> [ACTIVITY] The output must be the data, printed exactly as written.

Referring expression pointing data
Content starts

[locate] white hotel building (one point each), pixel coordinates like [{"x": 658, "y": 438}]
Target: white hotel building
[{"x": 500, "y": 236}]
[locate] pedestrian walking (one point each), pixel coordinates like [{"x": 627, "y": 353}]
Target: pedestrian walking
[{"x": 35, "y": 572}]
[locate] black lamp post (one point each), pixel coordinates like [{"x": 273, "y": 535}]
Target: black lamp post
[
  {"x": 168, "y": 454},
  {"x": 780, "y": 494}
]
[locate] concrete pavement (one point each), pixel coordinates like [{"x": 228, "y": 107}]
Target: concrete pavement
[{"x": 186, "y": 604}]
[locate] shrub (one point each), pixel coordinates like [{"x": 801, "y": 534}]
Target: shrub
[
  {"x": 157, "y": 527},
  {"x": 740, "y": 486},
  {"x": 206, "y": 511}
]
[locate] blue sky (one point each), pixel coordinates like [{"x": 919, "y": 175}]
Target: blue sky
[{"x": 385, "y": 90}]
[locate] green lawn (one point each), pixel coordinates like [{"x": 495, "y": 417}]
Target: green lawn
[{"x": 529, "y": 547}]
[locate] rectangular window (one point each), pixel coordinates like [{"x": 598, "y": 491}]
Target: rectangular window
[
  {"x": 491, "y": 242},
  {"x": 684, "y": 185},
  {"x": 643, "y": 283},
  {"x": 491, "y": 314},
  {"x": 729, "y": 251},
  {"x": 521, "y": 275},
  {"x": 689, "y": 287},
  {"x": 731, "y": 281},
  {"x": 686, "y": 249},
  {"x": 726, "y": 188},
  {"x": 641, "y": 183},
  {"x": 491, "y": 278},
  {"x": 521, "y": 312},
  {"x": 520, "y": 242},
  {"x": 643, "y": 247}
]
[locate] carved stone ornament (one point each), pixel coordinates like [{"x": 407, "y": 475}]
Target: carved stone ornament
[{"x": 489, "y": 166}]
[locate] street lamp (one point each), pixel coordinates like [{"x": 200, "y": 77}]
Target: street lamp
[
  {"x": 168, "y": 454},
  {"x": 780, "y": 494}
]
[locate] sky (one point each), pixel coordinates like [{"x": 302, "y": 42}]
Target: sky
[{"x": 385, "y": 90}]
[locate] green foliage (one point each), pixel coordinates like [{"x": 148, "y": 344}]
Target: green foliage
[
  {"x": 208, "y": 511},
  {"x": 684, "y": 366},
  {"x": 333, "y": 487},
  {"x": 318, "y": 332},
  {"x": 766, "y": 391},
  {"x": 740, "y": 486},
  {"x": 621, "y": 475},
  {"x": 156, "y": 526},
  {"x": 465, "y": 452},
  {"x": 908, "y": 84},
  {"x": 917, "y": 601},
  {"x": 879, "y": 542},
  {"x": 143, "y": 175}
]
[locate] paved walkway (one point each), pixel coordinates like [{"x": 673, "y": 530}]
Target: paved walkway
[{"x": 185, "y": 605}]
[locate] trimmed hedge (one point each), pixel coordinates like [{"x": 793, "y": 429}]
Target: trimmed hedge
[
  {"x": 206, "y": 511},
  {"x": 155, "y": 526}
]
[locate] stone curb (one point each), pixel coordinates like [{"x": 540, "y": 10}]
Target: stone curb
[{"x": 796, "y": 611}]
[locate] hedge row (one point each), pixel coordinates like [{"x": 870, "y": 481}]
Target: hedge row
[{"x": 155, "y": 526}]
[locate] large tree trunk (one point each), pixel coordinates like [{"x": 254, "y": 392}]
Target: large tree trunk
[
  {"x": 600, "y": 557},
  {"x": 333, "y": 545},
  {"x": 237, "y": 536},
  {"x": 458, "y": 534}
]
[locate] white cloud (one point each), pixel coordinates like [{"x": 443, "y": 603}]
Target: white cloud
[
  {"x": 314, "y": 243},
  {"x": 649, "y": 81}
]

Content ends

> [RESULT OF THIS EXERCISE]
[locate] white hotel building (one point each), pixel coordinates like [{"x": 658, "y": 438}]
Target: white hotel building
[{"x": 500, "y": 236}]
[locate] pedestrian walking (one point each), pixel coordinates like [{"x": 627, "y": 353}]
Target: pedestrian walking
[{"x": 35, "y": 572}]
[locate] black lamp post (one point each), pixel coordinates like [{"x": 273, "y": 535}]
Target: black lamp post
[
  {"x": 168, "y": 454},
  {"x": 780, "y": 494}
]
[locate] concrete pavement (one point each), pixel coordinates like [{"x": 228, "y": 107}]
Target: concrete pavement
[{"x": 186, "y": 604}]
[locate] shrub (one point each), pixel coordinates like [{"x": 801, "y": 534}]
Target: shrub
[
  {"x": 157, "y": 527},
  {"x": 740, "y": 486},
  {"x": 206, "y": 511}
]
[locate] blue sky (one point each), pixel coordinates like [{"x": 919, "y": 175}]
Target: blue sky
[{"x": 385, "y": 90}]
[locate] green lawn (one point each), pixel coordinates like [{"x": 495, "y": 417}]
Target: green lawn
[{"x": 529, "y": 547}]
[locate] rectangular window (one point each), pixel coordinates like [{"x": 598, "y": 491}]
Target: rectangular window
[
  {"x": 491, "y": 242},
  {"x": 684, "y": 185},
  {"x": 643, "y": 283},
  {"x": 491, "y": 314},
  {"x": 729, "y": 251},
  {"x": 521, "y": 275},
  {"x": 689, "y": 287},
  {"x": 731, "y": 281},
  {"x": 686, "y": 249},
  {"x": 726, "y": 188},
  {"x": 641, "y": 183},
  {"x": 491, "y": 278},
  {"x": 521, "y": 312},
  {"x": 520, "y": 242},
  {"x": 643, "y": 247}
]
[locate] carved stone ornament (one point each), pixel coordinates like [{"x": 407, "y": 475}]
Target: carved stone ornament
[{"x": 489, "y": 166}]
[locate] street lamp (one point each), pixel coordinates like [{"x": 200, "y": 77}]
Target: street lamp
[
  {"x": 168, "y": 454},
  {"x": 780, "y": 494}
]
[locate] sky (one point each), pixel coordinates like [{"x": 302, "y": 42}]
Target: sky
[{"x": 385, "y": 90}]
[locate] green foliage (one point each), pixel coordinates like [{"x": 148, "y": 344}]
Target: green foliage
[
  {"x": 208, "y": 511},
  {"x": 684, "y": 366},
  {"x": 333, "y": 487},
  {"x": 318, "y": 332},
  {"x": 766, "y": 391},
  {"x": 740, "y": 486},
  {"x": 621, "y": 475},
  {"x": 156, "y": 526},
  {"x": 465, "y": 452},
  {"x": 908, "y": 84},
  {"x": 917, "y": 601},
  {"x": 879, "y": 542},
  {"x": 143, "y": 175}
]
[locate] paved walkway (one point each), pixel coordinates like [{"x": 673, "y": 530}]
Target: paved walkway
[{"x": 185, "y": 605}]
[locate] trimmed hedge (one point each), pixel coordinates like [{"x": 793, "y": 429}]
Target: trimmed hedge
[
  {"x": 206, "y": 511},
  {"x": 155, "y": 526}
]
[locate] stone curb (one point each), pixel coordinates like [{"x": 540, "y": 10}]
Target: stone curb
[{"x": 796, "y": 611}]
[locate] hedge row (one point each), pixel coordinates like [{"x": 870, "y": 481}]
Target: hedge row
[{"x": 155, "y": 526}]
[locate] large tree trunk (one point each), pixel coordinates like [{"x": 254, "y": 392}]
Target: large tree trunk
[
  {"x": 600, "y": 557},
  {"x": 333, "y": 545},
  {"x": 237, "y": 536},
  {"x": 458, "y": 534}
]
[locate] white cloud (one point each), pixel coordinates like [{"x": 443, "y": 603}]
Target: white cloud
[
  {"x": 314, "y": 243},
  {"x": 649, "y": 81}
]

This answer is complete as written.